Brief 1: List every release version in the changelog below, each with its date.
Brief 2: According to the changelog below, what does the LatexTableReporter add to the report?
Brief 3: Pick up the changelog below after its last entry and keep writing in the same style.
--- Start Source passage ---
Skip to content

Latest commit

 

History

History
540 lines (343 loc) · 18.1 KB

CHANGELOG.md

File metadata and controls

540 lines (343 loc) · 18.1 KB

Changelog

All notable changes to this project will be documented in this file.

The format is based on Keep a Changelog, and this project adheres to Semantic Versioning.

[0.18.0] - 2024-10-09

Added

  • An ImageReporter for adding any generated and saved images into the output report.
  • A LatexTableReporter for adding a latex string version of a dataframe in the report.

[0.17.1] - 2023-12-07

Added

  • Link to the output log in generated reports.

Changed

  • --print-params output is now conditioned on --verbose: whether specifying a hash directly or the flag by itself, the _DRY_REPS will be included when --verbose is specified and removed when not.

Fixed

  • Excessive "no run info" warnings from caching when running an experiment notebook.
  • run_experiment not correctly handling a param_files of None

[0.17.0] - 2023-11-16

Added

  • Templating/keyword formating for cacher path overrides. This allows overriding cacher paths (at the expense of automatically not tracking them) to specify paths outside of the cache folder or directly including parameters in the filename etc.
  • PathRef cacher, a special type of cacher that allows exclusively passing around paths and short-circuiting directly based on that path's existence (as opposed to the FileReferenceCacher which saves a file containing the path), rather than handling saving/loading itself.
--- End Source passage ---
--- Start Dataset content ---
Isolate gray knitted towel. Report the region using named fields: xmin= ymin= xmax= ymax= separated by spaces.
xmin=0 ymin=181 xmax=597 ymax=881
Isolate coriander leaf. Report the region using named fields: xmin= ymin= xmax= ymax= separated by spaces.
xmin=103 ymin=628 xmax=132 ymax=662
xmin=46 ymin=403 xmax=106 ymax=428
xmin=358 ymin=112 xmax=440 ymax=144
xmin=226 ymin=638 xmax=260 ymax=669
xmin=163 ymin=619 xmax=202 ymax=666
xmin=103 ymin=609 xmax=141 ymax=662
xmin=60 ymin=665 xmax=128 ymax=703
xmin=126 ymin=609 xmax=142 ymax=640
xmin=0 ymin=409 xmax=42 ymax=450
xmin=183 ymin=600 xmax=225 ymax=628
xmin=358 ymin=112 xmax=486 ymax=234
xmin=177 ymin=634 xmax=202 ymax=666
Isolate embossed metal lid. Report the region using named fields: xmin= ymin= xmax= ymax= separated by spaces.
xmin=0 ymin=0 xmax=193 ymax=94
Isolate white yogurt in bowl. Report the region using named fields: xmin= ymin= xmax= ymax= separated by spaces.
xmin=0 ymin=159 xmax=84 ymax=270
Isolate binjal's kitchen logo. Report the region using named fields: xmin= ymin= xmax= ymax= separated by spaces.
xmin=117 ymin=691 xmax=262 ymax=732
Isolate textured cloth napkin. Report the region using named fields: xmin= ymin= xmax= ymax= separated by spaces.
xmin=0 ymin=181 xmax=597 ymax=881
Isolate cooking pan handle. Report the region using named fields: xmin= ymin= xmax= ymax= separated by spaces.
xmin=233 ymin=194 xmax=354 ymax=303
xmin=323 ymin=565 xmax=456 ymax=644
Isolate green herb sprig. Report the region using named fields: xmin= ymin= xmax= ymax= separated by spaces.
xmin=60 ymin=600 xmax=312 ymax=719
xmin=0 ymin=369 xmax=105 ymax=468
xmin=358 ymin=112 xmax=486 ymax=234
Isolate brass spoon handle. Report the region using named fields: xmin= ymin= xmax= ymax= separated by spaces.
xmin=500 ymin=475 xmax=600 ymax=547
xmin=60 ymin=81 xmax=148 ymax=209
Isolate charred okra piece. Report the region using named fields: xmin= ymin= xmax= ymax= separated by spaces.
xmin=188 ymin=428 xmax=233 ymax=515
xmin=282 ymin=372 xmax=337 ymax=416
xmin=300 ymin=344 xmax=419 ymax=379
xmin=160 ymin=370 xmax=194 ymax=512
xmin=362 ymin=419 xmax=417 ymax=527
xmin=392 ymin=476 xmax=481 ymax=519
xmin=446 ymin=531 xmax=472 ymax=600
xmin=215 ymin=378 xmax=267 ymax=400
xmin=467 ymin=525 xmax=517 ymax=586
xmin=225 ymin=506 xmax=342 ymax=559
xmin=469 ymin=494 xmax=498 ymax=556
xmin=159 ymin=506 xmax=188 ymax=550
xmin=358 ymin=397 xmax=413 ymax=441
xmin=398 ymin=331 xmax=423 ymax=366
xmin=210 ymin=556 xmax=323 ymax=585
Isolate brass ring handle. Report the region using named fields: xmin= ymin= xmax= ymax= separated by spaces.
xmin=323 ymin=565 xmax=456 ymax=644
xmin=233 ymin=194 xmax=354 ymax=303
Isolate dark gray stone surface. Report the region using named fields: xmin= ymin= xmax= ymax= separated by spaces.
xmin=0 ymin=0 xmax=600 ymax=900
--- End Dataset content ---
Task answer 1:
- 0.18.0: 2024-10-09
- 0.17.1: 2023-12-07
- 0.17.0: 2023-11-16

Task answer 2: It adds a latex string version of a dataframe.

Task answer 3:
  • --hashes debugging flag, when specified it prints out the hash and name of each parameter set passed into an experiment and then exits.
  • --print-params debugging flag, when specified it prints out the full string representation of each parameter set passed into an experiment, or, if at least the first few characters of a hash are specified, it prints out the corresponding parameter set hash from the params_registry.json. Note that both this and the --hashes flag are temporary debugging tools until the CLI gets broken out into subcommands, where they may become part of a separate command.

Fixed

  • --notebook manager's not using modified experiment cache paths.
  • Manager maps are disabled after a run_experiment call, so managers used in live contexts (e.g. notebooks) may continue to run stages after the experiment has completed.
  • Experiments generating multiple reports instead of just once and linking/copying the folders as necessary.

Removed

  • Old ExperimentArgs references and associated deprecation warnings.

[0.16.1] - 2023-10-23

Fixed

  • Accidental singleton cacher objects in stage decorators causing all DAG-mode reproduction artifacts to always show as the artifacts from the first record.

[0.16.0] - 2023-10-16

Added

  • Optional dependency curifactory[h5] (pytables, for h5 pandas cacher) to setup.
  • Ability to configure whether non-curifactory logs are silenced with --all-loggers flag.

Changed

  • Repr for Lazy objects, so OutputSignatureErrors don't just list pointer addresses.
  • Procedures initialized without an artifact manager don't auto-create one. Instead, the procedure.run() function now optionally takes a manager and records list.

Fixed

  • Lazy instance cached from previous run not displaying correct preview in detailed report map.
  • Experiment run spewing out command error if running from non-git-repo. (Single line warning is now displayed instead.)
  • Raising InputSignatureError for potentially unrelated TypeErrors raised within stages.
  • Completer parsing for experiments and parameters on MacOS.
  • generate_report() calls inside an experiment run() breaking in map mode.
  • Fallback package report CSS not being used if report path has no style.css.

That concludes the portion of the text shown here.